Given passage:
◇ ◇ ◇ ◇
Makrina_Karaglani_JADBio

Makrina Karaglani – JADBio autoML from the Trenches

Makrina Karaglani is a post-doc research molecular biologist working on circulating DNA methylation biomarkers for the early diagnosis of diseases such as diabetes and breast cancer. Talking about machine learning and autoML, the latter in her opinion will facilitate the medical decision-making process. Given that Makrina is a beginner in data analysis with no coding skills what she sees as key advantages in autoML is that is simple and fast. “There is no need to be an expert in data analysis and helps you to avoid making methodological errors during your data analysis. You are sure that you analyzed your data correctly.”
◇ ◇ ◇ ◇
Records:

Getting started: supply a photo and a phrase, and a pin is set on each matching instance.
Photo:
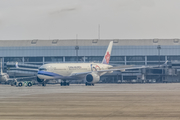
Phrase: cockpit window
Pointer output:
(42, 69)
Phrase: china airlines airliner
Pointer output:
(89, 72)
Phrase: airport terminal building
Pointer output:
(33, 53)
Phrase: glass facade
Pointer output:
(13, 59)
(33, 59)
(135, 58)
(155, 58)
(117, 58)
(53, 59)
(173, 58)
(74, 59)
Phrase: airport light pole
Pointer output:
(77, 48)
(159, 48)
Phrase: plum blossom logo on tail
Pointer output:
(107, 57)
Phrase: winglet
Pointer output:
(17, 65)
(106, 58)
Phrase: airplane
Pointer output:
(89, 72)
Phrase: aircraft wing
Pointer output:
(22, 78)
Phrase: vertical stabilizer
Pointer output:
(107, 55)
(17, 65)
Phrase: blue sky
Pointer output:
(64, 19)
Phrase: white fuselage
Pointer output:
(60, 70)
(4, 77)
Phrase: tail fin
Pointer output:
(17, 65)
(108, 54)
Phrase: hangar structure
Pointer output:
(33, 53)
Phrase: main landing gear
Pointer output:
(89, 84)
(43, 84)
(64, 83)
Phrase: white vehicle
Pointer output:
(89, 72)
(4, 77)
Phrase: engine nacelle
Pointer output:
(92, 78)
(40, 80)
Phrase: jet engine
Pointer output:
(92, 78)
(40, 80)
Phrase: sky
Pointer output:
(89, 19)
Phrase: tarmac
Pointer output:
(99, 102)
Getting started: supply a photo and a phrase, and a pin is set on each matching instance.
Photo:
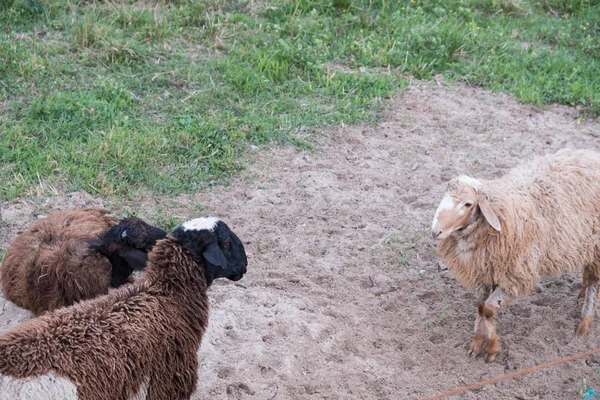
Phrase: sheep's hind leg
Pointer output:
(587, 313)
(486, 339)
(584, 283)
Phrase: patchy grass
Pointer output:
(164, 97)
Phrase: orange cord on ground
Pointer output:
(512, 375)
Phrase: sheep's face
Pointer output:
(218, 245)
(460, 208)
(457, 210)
◇ ◇ ◇ ◇
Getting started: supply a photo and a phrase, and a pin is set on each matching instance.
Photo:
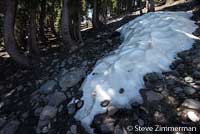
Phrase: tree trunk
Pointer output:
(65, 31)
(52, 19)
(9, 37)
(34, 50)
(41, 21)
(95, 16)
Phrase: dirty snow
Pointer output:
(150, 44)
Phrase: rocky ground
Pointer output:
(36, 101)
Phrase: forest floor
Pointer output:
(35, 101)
◇ ◇ ◇ ◇
Instructions:
**1)** According to the Makrina Karaglani profile, which diseases does her biomarker research aim to diagnose early?
**2)** Sum up the Makrina Karaglani profile in two sentences.
The listing is separate material and has nothing to do with the Makrina Karaglani profile.

Task responses:
**1)** Diseases such as diabetes and breast cancer.

**2)** Makrina Karaglani is a post-doc molecular biologist who studies circulating DNA methylation biomarkers for the early diagnosis of diseases such as diabetes and breast cancer, and she thinks autoML will help medical decision-making. As a beginner in data analysis with no coding skills, she values autoML for being simple and fast, not needing expert knowledge, and helping her avoid methodological errors.